[Excerpted text]
==================================================
Courses
What courses can I take and how is the whole curriculum structured?
The curriculum is split into courses, and the courses are split into topics, listed below. For example, “Mathematical background for machine learning” is a course and “Linear algebra for machine learning“ is a topic. It is possible to take a given topic without taking the whole course.
What is the structure and timing of the curriculum?
Even though individual courses are cohort-based, the curriculum is structured extremely flexibly. It’s possible to take just one course/topic at a time. It’s possible to take more courses/topics at once. It’s possible to pause your studies for some time and join again when you are less busy. And it’s possible to study intensively and get to your goal quickly.
Of course, not all courses/topics are offered simultaneously. The timing of each course/topic is determined by students’ requests. Courses on more popular subjects are offered more frequently than those that interest a smaller number of students.
What about graduation?
==================================================
[Input data]
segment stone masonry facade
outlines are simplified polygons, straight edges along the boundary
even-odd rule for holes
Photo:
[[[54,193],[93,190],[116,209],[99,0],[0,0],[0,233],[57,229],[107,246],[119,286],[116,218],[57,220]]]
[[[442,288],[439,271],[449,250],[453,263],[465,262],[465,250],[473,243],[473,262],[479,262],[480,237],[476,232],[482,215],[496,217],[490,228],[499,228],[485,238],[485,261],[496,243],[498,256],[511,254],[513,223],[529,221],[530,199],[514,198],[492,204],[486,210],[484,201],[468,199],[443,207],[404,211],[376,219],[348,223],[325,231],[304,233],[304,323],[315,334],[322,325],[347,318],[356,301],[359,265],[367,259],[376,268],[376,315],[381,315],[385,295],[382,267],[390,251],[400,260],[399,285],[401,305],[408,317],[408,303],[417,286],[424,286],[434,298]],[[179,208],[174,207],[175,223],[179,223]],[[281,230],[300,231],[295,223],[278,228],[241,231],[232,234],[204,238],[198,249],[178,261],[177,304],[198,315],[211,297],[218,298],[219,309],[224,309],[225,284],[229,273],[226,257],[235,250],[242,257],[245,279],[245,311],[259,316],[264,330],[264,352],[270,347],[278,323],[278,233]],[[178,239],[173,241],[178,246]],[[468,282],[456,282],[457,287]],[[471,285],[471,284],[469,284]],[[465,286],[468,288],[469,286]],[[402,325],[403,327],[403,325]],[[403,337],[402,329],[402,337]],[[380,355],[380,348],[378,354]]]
==================================================
[Tasks]
1 - Answer from the curriculum FAQ:
(a) What is named as an example of a topic?
(b) What determines the timing of each course or topic?
(c) Which courses are offered more frequently?
2 - Write what comes next in the curriculum FAQ, picking up after its final line.
The items were drawn from a different source than the curriculum FAQ.

[Responses by item number]
1 -
(a) "Linear algebra for machine learning"
(b) Students' requests
(c) Courses on more popular subjects

2 -
There is no concept of graduation, so you do not have to complete any required part of the curriculum. It’s possible to start learning more intensively, achieve your immediate goal, such as getting a job or getting into a graduate school, and then continue taking our courses less intensively to achieve mastery in more subjects. You will receive guidance on what subjects are good to know to achieve your immediate goal.
What is the difficulty level of the courses? Are there any prerequisites?
Most of the courses are at the level of graduate schools or the level of professional machine-learning engineers. Their content has been designed based on experience with many learners, including university students and machine-learning engineers in corporate settings.
But it is not a problem if you are not familiar with calculus, linear algebra, and/or coding. If you are willing to make effort, you can learn the necessary skills as you take our introductory courses.
What is the length of the class meetings?
Learning each topic is supported by a series of live (now online) lectures / class meetings. Each class meeting is 60-65 minutes long, to keep your mind fresh. That means you can join our school even if you have very little free time. If you have more time, you can of course join more meetings per day or per week. Our platform will allow you to do a lot of work outside of the class meetings, to make sure you master each topic.
List of topics
This list is in no particular order, so finding a given topic may require some scrolling.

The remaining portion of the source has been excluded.